-- start DOCUMENT PASSAGE --

Re: [tor-dev] Defending against guard discovery attacks by pinning middle nodes

2014-11-11 Thread A. Johnson

> HS -> Guard_1 -> Guard_2 -> Guard_3 -> RP.
> 
> The idea is that Guard_1 is a single node that you choose and keep for
> O(6 months, or as long as possible), but Guard_2 actually comes from a
> set of 3-6 or so nodes that you keep for O(weeks), and Guard_3 you
> rotate something like O(hours).
...
> The hope behind my reasoning is that if it is incredibly likely for you
> to rotate your guard(s) before they are discovered, guard discovery
> attacks lose their value.

This doesn’t make sense - do you mean "if it is likely for you to rotate your 
guards *after” they are discovered"?

-- end DOCUMENT PASSAGE --

=== TASK LIST ===
1. Write out the passage of the mailing-list message that begins at the words "2014-11-11 Thread A." and ends after the words "something like O(hours).".
2. In the mailing-list message, from how many nodes does the quoted proposal draw Guard_2?

-- start RECORDS SUPPLIED --

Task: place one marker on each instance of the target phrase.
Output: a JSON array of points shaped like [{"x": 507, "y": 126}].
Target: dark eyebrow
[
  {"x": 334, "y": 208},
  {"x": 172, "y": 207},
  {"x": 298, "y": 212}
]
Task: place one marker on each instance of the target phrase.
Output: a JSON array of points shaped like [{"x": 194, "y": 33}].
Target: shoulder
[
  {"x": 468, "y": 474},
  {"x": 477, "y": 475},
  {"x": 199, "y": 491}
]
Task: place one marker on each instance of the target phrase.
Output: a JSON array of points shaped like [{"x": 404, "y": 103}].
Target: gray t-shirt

-- end RECORDS SUPPLIED --
-- start RECORDS SUPPLIED --

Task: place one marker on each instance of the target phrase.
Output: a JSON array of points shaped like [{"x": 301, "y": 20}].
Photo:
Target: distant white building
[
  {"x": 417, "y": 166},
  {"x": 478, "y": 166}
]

-- end RECORDS SUPPLIED --
-- start RECORDS SUPPLIED --

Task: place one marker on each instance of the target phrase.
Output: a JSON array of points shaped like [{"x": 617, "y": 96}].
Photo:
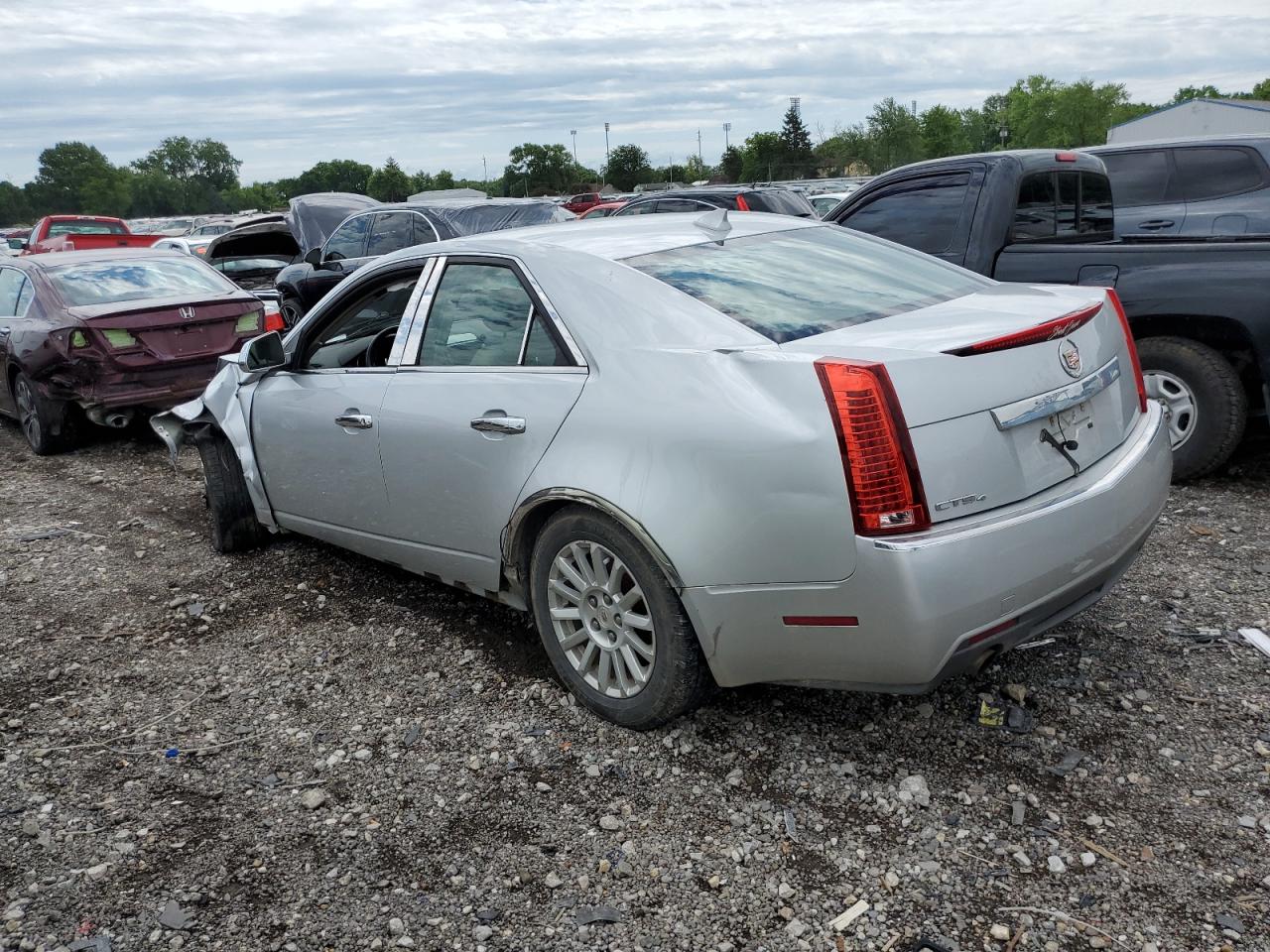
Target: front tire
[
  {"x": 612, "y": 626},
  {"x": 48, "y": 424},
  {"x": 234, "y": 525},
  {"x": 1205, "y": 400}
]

-- end RECORDS SUPPLIED --

=== ANSWERS TO EACH TASK ===
1.
2014-11-11 Thread A. Johnson

> HS -> Guard_1 -> Guard_2 -> Guard_3 -> RP.
> 
> The idea is that Guard_1 is a single node that you choose and keep for
> O(6 months, or as long as possible), but Guard_2 actually comes from a
> set of 3-6 or so nodes that you keep for O(weeks), and Guard_3 you
> rotate something like O(hours).

2. From a set of 3-6 or so nodes.